[Отрывок для чтения]:
——————————

Эйнштейн, Подольский и Розен исходили из двух предпосылок, которые они считали самоочевидными. Во-первых, любой атрибут физической системы, который можно предсказать со стопроцентной вероятностью, не возмущая эту систему в процессе измерений, является, по определению, элементом физической реальности. Во-вторых, полное описание системы должно включать в себя сведения обо всех таких элементах (естественно, ассоциированных именно с этой конкретной системой). Далее следует сам мысленный эксперимент. Предположим, что мы изготовили пару одинаковых частиц A и B, которые в начальный момент начинают движение в строго противоположных направлениях с равными импульсами и, следовательно, скоростями (такая операция возможна и в сфере действия квантовой механики). Принцип неопределенности не позволяет одновременно точно измерить положение и импульс каждой частицы в любой из последующих моментов, но это и не требуется. Позволим квантовым близняшкам удалиться друг от друга подальше, а затем, когда нам это заблагорассудится, определим координаты частицы A, что в идеале можно сделать с нулевой погрешностью. Тем самым мы немедленно получаем стопроцентно достоверную информацию о том, где находилась в тот же момент и частица B. Отметим, что наша аппаратура взаимодействовала исключительно с частицей A, а состояние второй частицы оставалось невозмущенным. Следовательно, положение частицы B следует счесть элементом физической реальности.
Вместо того, чтобы выяснять координаты частицы B, мы можем измерить ее импульс, причем опять-таки идеально точно. Поскольку суммарный импульс пары равен нулю, мы автоматически узнаем и величину импульса частицы A, ни в коей мере ее не трогая. Следовательно, и эта величина — элемент физической реальности. Однако уравнения квантовой механики позволяют вычислить положение и импульс частицы лишь приближенно, с той степенью точности, которую допускает соотношение неопределенностей. А если это так, делают вывод ЭПР, то квантовомеханическое описание реальности не является полным. Что и требовалось доказать.
Реакция столпов физического сообщества на эту работу была предсказуемо жесткой. Вольфганг Паули без обиняков написал Гейзенбергу, что Эйнштейн поставил себя в дурацкое положение. Бор сначала сильно осерчал, а потом стал придумывать опровержение. После трехмесячных раздумий он провозгласил на страницах того же самого журнала, что мысленный эксперимент ЭПР отнюдь не отменяет соотношения неопределенностей и не создает препятствий для применения квантовой механики. Бор подчеркнул, что Эйнштейн вправе полагать квантовую теорию неполной, но ее практическая эффективность от этого не уменьшается. Правда, аргументы Бора были довольно невнятными, а лет через десять он как-то признался, что уже сам не может в них разобраться.

——————————

[Строки данных]:
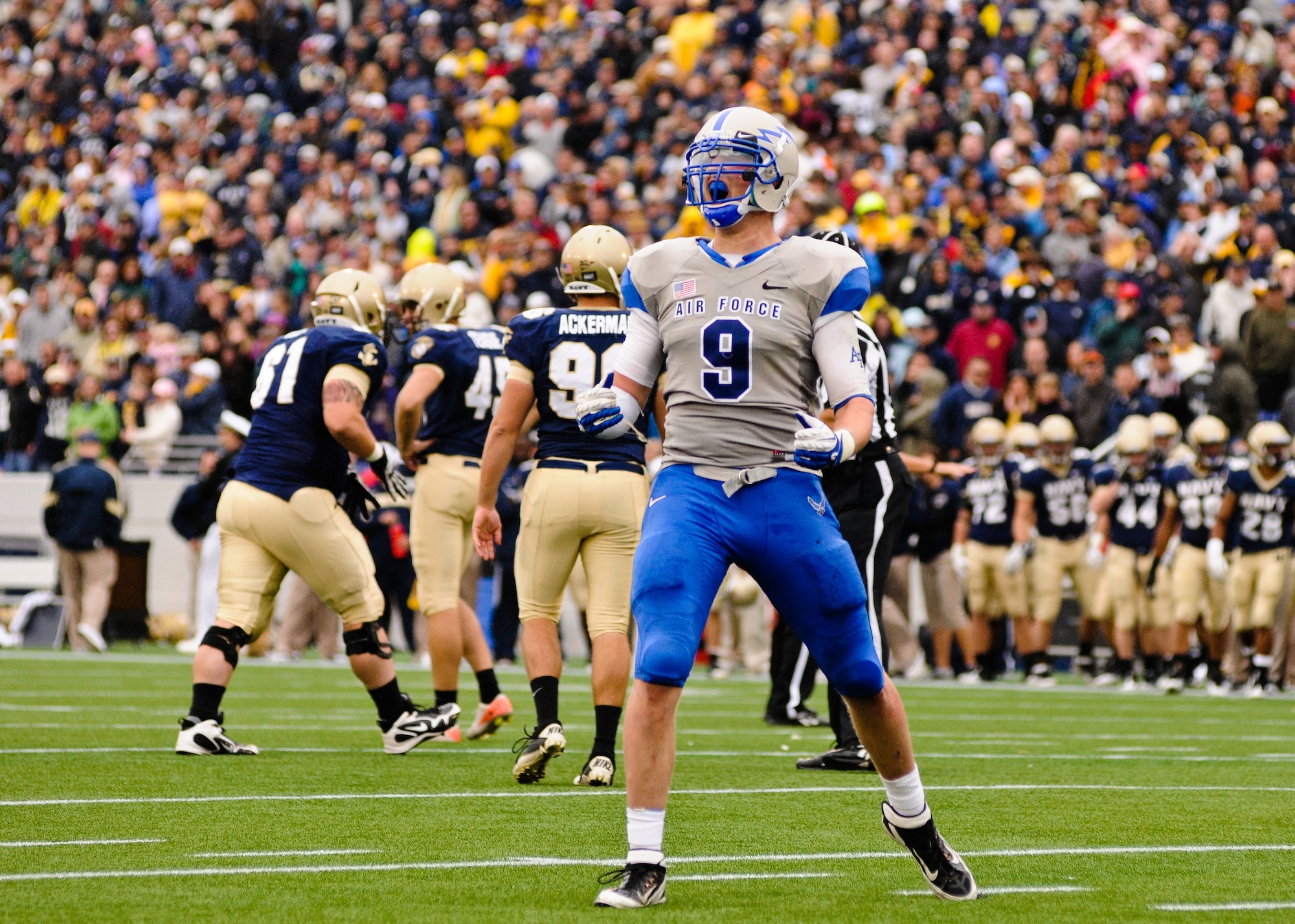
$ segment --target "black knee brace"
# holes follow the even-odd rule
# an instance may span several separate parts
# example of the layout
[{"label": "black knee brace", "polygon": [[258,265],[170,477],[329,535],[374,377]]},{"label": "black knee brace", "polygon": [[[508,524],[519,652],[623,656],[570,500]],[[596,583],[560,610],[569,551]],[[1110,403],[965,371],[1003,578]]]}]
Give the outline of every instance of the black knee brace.
[{"label": "black knee brace", "polygon": [[225,660],[229,661],[231,668],[238,666],[238,648],[250,641],[251,635],[238,626],[225,629],[224,626],[214,625],[202,637],[202,643],[219,650],[225,656]]},{"label": "black knee brace", "polygon": [[391,657],[391,646],[378,637],[378,624],[365,622],[359,629],[342,633],[346,643],[346,656],[377,655],[378,657]]}]

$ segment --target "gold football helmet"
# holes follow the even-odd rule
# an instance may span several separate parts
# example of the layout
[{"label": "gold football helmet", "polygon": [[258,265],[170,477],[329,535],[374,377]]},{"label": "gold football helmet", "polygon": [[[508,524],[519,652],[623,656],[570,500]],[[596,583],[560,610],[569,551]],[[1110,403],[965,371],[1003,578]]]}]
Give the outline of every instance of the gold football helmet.
[{"label": "gold football helmet", "polygon": [[1286,465],[1286,459],[1290,457],[1291,435],[1277,421],[1256,423],[1250,428],[1246,443],[1250,444],[1250,452],[1254,453],[1255,461],[1272,468]]},{"label": "gold football helmet", "polygon": [[982,468],[993,468],[1002,462],[1008,428],[996,417],[982,417],[971,426],[971,452]]},{"label": "gold football helmet", "polygon": [[1075,424],[1062,414],[1049,414],[1039,424],[1044,462],[1058,468],[1068,468],[1075,452]]},{"label": "gold football helmet", "polygon": [[1228,424],[1212,414],[1198,417],[1188,427],[1188,445],[1202,468],[1222,468],[1228,461]]},{"label": "gold football helmet", "polygon": [[449,324],[466,304],[464,281],[443,263],[422,263],[400,277],[400,309],[416,327]]},{"label": "gold football helmet", "polygon": [[558,278],[567,295],[615,295],[632,254],[625,236],[607,225],[585,225],[567,239]]},{"label": "gold football helmet", "polygon": [[329,273],[315,290],[311,302],[315,326],[350,324],[382,336],[387,324],[387,303],[382,286],[363,269]]}]

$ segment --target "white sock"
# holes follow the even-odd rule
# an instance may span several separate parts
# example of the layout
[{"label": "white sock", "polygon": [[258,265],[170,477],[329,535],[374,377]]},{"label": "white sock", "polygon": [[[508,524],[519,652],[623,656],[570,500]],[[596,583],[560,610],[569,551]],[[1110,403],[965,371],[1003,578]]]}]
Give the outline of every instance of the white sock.
[{"label": "white sock", "polygon": [[882,778],[886,787],[886,798],[901,815],[918,815],[926,805],[926,789],[922,788],[922,776],[917,767],[912,773],[904,774],[899,779]]},{"label": "white sock", "polygon": [[666,837],[666,810],[625,808],[625,837],[629,841],[627,863],[664,861],[666,854],[660,844]]}]

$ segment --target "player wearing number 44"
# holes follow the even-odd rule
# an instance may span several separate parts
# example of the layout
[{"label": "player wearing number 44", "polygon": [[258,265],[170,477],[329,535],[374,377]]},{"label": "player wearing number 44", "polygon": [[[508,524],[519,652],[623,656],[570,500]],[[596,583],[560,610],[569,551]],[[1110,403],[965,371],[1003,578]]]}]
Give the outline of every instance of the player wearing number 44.
[{"label": "player wearing number 44", "polygon": [[[615,375],[610,387],[581,393],[576,408],[581,430],[615,445],[668,370],[662,470],[633,568],[629,853],[603,877],[596,903],[637,908],[666,899],[675,710],[730,564],[759,582],[844,698],[886,788],[887,832],[913,852],[936,894],[975,898],[970,871],[926,805],[864,581],[817,474],[851,458],[873,431],[855,327],[868,268],[851,248],[778,238],[773,214],[791,195],[799,153],[774,116],[746,106],[716,113],[686,158],[689,203],[715,226],[715,239],[662,241],[629,259],[622,280],[628,333]],[[820,375],[835,430],[813,417]]]},{"label": "player wearing number 44", "polygon": [[193,704],[175,745],[181,754],[256,753],[225,735],[220,700],[238,650],[269,625],[289,569],[342,617],[351,670],[378,709],[386,752],[404,753],[444,731],[440,716],[400,692],[378,625],[386,600],[351,522],[373,497],[347,472],[348,452],[368,459],[394,497],[409,496],[395,446],[374,440],[364,419],[387,368],[376,336],[386,327],[382,287],[343,269],[320,283],[311,307],[315,326],[278,338],[260,362],[251,431],[216,509],[220,603],[193,657]]},{"label": "player wearing number 44", "polygon": [[594,739],[575,784],[611,786],[616,770],[616,729],[629,678],[629,575],[648,507],[646,427],[636,414],[636,430],[598,440],[576,426],[575,397],[610,377],[625,339],[620,272],[628,259],[629,242],[606,225],[588,225],[567,241],[558,276],[576,307],[532,308],[510,322],[508,383],[482,454],[473,533],[490,560],[502,536],[495,510],[499,483],[527,414],[539,404],[537,461],[522,494],[517,540],[522,654],[536,722],[519,742],[513,765],[518,783],[543,779],[549,761],[566,748],[558,714],[558,611],[576,556],[589,582]]},{"label": "player wearing number 44", "polygon": [[499,690],[495,661],[473,608],[460,598],[471,555],[473,510],[482,446],[508,375],[504,327],[457,326],[462,280],[439,263],[414,267],[400,280],[401,320],[412,371],[396,397],[396,445],[414,470],[409,546],[418,576],[418,607],[427,617],[427,647],[436,708],[451,727],[438,742],[458,742],[458,664],[477,673],[480,700],[467,738],[493,734],[513,714]]},{"label": "player wearing number 44", "polygon": [[[1273,615],[1290,569],[1295,476],[1287,465],[1291,437],[1282,424],[1256,423],[1246,443],[1251,463],[1228,474],[1228,489],[1210,531],[1206,556],[1211,576],[1228,580],[1235,607],[1233,629],[1242,647],[1254,652],[1246,692],[1263,696],[1273,664]],[[1237,546],[1230,575],[1224,553],[1229,527]]]}]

——————————

[Поставленные задания]:
1 – Повторите без изменений часть отрывка о мысленном эксперименте ЭПР между словами «Вместо того, чтобы» и «и требовалось доказать.», включая их самих.
2 – Напишите, что следует дальше в отрывке о мысленном эксперименте ЭПР, начиная сразу после его последнего предложения.
Материал никак не связан с отрывком о мысленном эксперименте ЭПР.

[Ответы к заданиям]:
1 –
Вместо того, чтобы выяснять координаты частицы B, мы можем измерить ее импульс, причем опять-таки идеально точно. Поскольку суммарный импульс пары равен нулю, мы автоматически узнаем и величину импульса частицы A, ни в коей мере ее не трогая. Следовательно, и эта величина — элемент физической реальности. Однако уравнения квантовой механики позволяют вычислить положение и импульс частицы лишь приближенно, с той степенью точности, которую допускает соотношение неопределенностей. А если это так, делают вывод ЭПР, то квантовомеханическое описание реальности не является полным. Что и требовалось доказать.

2 –
С «Папой» Бором согласились почти все теоретики, кроме Эрвина Шрёдингера. Он тщательно продумал смысл ЭПР-парадокса и пришел к чрезвычайно глубокому выводу, который следует процитировать.
Если две системы, состояния которых нам известны, временно вступают в физическое взаимодействие, а затем разделяются вновь, то их уже нельзя описывать прежним образом, то есть утверждать, что каждая система пребывает в своем собственном состоянии. Я считаю это обстоятельство самой характерной чертой квантовой механики, разделяющей ее и классическую науку. Благодаря временному взаимодействию ранее независимые системы (или их 𝜓-функции) становятся спутанными.
Так без большого шума в восьмистраничной статье одного из великих отцов-основателей квантовой механики впервые появилось это самое квантовое «спутывание» (E. Schrödinger, 1935. Discussion of probability relations between separated systems). Шрёдингер первым осознал, что логический анализ ЭПР-парадокса ведет к важнейшему выводу: квантовая механика допускает такие состояния физических систем, при которых корреляции между их элементами оказываются сильнее любых корреляций, допускаемых классической физикой! Эти состояния он и назвал спутанными, в немецком оригинале Verschrankung. Отсюда следует, что каждая такая система представляет собой единое целое, не допускающее разделения на независимые части. Это свойство квантовых систем принято называть нелокальностью.
Шрёдингер с самого начала вполне осознал глубину этой идеи — не случайно он как-то сказал Эйнштейну, что тот своим мысленным экспериментом схватил за горло догматическую квантовую механику. Однако важность КС была по-настоящему осознана большинством физиков значительно позже. Стоит отметить, что в другой работе того же 1935 года Шрёдингер описал и ставший знаменитым воображаемый эксперимент с запертым в ящике котом (E. Schrödinger, 1935. Die gegenwärtige Situation in der Quantenmechanik).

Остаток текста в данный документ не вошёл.